(Short task 1):
Reproduce the passage of the tax ruling below from "1 April 2014" to "home in Australia." word for word.

(Supplied text):
Authorisation Number: 1012460578936

Ruling

Subject: Living away from home allowance

Question 1

Is the employee considered to be 'living away from home' for the purposes of subsection 30(1) of the Fringe Benefits Tax Assessment Act 1986 when the employee embarks on an overseas trip to conduct project activities for a specified period?

Answer

Yes.

Question 2

Is the employee considered to be 'travelling' in the course of carrying out the duties of employment when the employee embarks on an overseas trip to conduct project activities for a specified period so that the allowance which is paid to the employee for the trip will be subject to Pay As You Go (PAYG) withholding tax for the purposes of section 12-35 of the Taxation Administration Act 1953?

Answer

No.

This ruling applies for the following periods:

1 April 2013 to 31 March 2014

1 April 2014 to 31 March 2015

The scheme commences on:

The scheme is yet to commence.

Relevant facts and circumstances

The employer is an Australian entity.

The employee of the Australian entity will soon be embarking on an overseas trip for a year to carry out activities relating to a project, as part of the employee's employment duties. The employee will be accompanied by the family on this trip.

During the employee's stay overseas, the employee will be carrying out activities as required by the project. Whilst overseas, the employee will be maintaining a home in Australia.

The employee will be paid an allowance to cover for meals and incidentals and reimbursed of actual accommodation expenses incurred for the duration of the overseas stay.

Relevant legislative provisions

Fringe Benefits Tax Assessment Act 1986,

    subsection 30(1)

    subsection 136(1)

Taxation Administration Act 1953 Schedule 1

    Section 12-1

    Section 12-35

Reasons for decision

Under subsection 30(1) of the Fringe Benefits Tax Assessment Act 1986 ('FBTAA') an allowance paid to an employee will be a living-away-from-home allowance ('LAFHA') benefit:

Where:

      (a) at a particular time, in respect of the employment of an employee of an employer, the employer pays an allowance to the employee; and

      (b) it would be concluded that the whole or a part of the allowance is in the nature of compensation to the employee for:

          (i) additional expenses (not being deductible expenses) incurred by the employee during a period; or

          (ii) additional expenses (not being deductible expenses) incurred by the employee, and other additional disadvantages to which the employee is subject, during a period;

        by reason that the duties of that employment require the employee to live away from his or her normal residence;

      the payment of the whole, or of the part, as the case may be, of the allowance constitutes a benefit provided by the employer to the employee at that time.

The expression 'normal residence' is defined in subsection 136(1) of the FBTAA:

…in relation to an employee, means:

      (a) if the employee's usual place of residence is in Australia - the employee's usual place of residence; or

      (b) otherwise - either:

        (i) the employee's usual place of residence; or

        (ii) the place in Australia where the employee usually resides when in Australia.

The 'place of residence' in relation to a person is defined in subsection 136(1) to mean:

      (a) a place at which the person resides; or

      (b) a place at which the person has sleeping accommodation…

To determine whether an employee is living away from his or her usual place of residence generally involves a choice between two places of residence.

(Input for this task):
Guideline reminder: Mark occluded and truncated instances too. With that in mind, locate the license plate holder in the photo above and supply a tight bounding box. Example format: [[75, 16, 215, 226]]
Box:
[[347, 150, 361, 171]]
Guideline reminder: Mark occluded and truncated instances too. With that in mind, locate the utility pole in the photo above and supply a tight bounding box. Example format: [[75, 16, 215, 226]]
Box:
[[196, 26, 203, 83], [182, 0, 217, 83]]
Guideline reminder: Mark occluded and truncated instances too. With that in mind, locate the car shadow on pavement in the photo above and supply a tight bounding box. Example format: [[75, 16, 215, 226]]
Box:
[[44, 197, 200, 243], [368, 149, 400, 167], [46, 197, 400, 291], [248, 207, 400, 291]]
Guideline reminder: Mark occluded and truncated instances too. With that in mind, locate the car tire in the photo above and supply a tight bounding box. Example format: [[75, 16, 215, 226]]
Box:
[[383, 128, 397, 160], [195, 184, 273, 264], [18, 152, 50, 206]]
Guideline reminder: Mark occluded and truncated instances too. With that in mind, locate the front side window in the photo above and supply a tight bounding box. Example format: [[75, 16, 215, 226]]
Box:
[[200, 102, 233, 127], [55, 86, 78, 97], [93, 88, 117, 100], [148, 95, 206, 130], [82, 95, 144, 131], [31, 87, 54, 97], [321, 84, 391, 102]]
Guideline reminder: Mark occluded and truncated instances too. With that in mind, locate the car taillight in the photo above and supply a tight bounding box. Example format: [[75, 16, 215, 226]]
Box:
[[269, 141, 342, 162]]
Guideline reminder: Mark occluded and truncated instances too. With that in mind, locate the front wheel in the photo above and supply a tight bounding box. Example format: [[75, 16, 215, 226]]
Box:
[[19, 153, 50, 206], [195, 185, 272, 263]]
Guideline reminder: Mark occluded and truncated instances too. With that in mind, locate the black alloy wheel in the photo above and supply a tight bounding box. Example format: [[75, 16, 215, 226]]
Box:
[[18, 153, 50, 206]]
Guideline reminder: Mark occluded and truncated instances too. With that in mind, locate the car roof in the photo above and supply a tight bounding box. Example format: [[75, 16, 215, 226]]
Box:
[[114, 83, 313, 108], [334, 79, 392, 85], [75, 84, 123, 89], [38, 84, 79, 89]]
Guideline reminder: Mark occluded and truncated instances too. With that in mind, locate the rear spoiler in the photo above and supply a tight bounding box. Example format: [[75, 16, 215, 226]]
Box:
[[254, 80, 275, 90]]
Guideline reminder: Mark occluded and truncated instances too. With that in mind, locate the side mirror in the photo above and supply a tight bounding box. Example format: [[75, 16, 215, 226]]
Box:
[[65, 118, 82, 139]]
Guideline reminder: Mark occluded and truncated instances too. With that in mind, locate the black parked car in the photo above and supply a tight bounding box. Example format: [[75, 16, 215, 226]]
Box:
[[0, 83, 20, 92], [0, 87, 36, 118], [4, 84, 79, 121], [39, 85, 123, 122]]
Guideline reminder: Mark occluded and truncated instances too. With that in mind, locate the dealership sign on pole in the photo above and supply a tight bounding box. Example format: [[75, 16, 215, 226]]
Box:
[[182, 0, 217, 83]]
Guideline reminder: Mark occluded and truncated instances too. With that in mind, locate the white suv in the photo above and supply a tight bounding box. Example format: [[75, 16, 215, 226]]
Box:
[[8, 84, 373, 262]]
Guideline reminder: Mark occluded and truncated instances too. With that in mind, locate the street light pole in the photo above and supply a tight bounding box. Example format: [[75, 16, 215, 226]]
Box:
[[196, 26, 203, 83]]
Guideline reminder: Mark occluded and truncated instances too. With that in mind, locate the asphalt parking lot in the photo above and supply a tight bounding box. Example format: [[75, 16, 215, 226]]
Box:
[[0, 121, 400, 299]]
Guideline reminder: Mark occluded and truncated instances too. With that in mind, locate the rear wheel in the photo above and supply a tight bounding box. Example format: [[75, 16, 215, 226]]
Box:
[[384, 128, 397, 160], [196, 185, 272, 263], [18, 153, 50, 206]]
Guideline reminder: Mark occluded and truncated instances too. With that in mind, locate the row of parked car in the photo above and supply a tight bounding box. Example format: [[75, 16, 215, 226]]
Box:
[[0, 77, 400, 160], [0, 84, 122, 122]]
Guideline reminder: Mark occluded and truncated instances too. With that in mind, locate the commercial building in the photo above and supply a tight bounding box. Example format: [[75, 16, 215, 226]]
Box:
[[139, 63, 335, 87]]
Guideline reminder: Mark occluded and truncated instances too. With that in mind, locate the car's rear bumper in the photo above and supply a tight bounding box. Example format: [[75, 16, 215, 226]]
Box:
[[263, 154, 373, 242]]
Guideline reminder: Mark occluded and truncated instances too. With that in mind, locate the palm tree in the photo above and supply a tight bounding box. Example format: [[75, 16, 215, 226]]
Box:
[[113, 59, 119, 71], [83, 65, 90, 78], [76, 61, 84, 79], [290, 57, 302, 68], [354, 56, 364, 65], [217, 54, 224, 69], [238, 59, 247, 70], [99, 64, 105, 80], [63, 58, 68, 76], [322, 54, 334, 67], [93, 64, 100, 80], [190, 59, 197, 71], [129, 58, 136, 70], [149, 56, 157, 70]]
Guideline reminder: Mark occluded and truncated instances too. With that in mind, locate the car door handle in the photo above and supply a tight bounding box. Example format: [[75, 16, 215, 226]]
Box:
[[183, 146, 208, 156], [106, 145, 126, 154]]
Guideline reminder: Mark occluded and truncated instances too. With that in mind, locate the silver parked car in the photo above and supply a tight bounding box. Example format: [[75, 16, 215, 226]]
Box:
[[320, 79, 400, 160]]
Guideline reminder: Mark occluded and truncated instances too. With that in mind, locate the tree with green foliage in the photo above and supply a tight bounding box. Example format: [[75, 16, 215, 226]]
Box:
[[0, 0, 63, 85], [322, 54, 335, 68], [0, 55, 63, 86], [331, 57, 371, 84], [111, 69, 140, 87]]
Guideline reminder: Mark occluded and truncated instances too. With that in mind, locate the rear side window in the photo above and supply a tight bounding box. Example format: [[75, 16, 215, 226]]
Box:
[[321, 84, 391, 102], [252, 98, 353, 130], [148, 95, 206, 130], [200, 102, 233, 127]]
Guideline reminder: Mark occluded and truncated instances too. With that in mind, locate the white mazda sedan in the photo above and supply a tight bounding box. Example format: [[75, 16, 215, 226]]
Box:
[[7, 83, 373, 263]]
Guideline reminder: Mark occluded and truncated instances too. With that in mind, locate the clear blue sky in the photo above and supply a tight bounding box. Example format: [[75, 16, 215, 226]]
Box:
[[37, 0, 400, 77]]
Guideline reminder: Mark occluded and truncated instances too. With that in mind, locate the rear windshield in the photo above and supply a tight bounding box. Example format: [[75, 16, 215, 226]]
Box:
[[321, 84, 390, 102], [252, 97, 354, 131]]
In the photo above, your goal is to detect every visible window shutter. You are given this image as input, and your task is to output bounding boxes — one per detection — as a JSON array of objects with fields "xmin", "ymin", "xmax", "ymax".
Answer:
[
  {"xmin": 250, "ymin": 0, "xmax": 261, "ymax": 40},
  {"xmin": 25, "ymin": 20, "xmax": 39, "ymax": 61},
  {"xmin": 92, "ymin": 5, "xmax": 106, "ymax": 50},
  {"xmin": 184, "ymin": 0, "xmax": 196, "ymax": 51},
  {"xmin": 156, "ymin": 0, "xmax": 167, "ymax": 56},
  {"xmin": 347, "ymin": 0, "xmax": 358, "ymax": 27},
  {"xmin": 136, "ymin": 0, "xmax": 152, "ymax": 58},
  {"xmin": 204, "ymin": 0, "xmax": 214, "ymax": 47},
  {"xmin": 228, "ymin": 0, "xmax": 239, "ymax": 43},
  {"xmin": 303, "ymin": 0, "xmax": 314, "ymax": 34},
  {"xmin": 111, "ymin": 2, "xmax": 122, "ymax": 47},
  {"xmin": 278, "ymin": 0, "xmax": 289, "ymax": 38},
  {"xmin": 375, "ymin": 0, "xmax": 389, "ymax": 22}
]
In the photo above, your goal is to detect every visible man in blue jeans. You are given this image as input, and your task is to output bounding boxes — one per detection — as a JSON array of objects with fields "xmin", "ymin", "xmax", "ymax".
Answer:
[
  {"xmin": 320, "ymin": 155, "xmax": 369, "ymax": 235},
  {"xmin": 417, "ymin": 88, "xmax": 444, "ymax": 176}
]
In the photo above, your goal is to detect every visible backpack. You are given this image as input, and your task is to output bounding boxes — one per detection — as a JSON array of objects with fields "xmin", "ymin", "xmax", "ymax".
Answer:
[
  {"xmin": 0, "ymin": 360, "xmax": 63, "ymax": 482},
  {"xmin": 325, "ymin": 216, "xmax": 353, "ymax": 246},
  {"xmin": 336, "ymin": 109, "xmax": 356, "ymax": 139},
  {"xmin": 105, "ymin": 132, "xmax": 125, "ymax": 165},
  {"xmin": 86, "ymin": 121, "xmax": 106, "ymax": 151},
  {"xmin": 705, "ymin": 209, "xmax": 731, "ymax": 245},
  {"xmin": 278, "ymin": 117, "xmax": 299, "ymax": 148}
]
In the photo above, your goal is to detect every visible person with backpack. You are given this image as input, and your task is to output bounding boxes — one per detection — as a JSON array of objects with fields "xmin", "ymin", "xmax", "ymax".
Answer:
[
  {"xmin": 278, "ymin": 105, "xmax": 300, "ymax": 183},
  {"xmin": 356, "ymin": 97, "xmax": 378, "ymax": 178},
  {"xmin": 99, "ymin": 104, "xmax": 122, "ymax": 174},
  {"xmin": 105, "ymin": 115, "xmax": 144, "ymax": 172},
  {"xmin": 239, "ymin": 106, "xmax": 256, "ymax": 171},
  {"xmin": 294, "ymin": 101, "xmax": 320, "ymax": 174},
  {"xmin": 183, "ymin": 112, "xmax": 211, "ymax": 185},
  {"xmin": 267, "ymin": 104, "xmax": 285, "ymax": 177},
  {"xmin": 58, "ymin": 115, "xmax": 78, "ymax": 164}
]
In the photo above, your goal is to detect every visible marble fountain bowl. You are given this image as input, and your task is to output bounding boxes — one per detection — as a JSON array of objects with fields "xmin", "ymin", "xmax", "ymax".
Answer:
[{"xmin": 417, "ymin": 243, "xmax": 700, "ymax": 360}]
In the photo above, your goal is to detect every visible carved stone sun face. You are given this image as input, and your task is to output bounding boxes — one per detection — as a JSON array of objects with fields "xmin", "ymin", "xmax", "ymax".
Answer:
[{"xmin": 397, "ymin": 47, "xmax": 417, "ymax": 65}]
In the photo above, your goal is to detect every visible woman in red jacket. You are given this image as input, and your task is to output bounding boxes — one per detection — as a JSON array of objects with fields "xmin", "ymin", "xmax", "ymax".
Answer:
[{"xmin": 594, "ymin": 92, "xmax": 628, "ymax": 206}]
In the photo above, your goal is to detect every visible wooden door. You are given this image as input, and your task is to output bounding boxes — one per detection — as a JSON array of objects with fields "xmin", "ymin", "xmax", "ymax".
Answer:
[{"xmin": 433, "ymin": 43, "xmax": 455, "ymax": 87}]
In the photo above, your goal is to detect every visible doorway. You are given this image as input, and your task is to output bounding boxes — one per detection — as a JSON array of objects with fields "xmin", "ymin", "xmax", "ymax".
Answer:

(Short task 2):
In the rows above, rewrite every line from the line with "locate the row" to the line with "[[0, 77, 400, 160], [0, 84, 122, 122]]", requests included, and shift each bounding-box coordinate in the answers by adding 135. Output only those lines.

(Worked answer 1):
1 April 2014 to 31 March 2015

The scheme commences on:

The scheme is yet to commence.

Relevant facts and circumstances

The employer is an Australian entity.

The employee of the Australian entity will soon be embarking on an overseas trip for a year to carry out activities relating to a project, as part of the employee's employment duties. The employee will be accompanied by the family on this trip.

During the employee's stay overseas, the employee will be carrying out activities as required by the project. Whilst overseas, the employee will be maintaining a home in Australia.

(Worked answer 2):
Guideline reminder: Mark occluded and truncated instances too. With that in mind, locate the row of parked car in the photo above and supply a tight bounding box. Example format: [[75, 16, 215, 226]]
Box:
[[135, 212, 535, 295], [135, 219, 257, 257]]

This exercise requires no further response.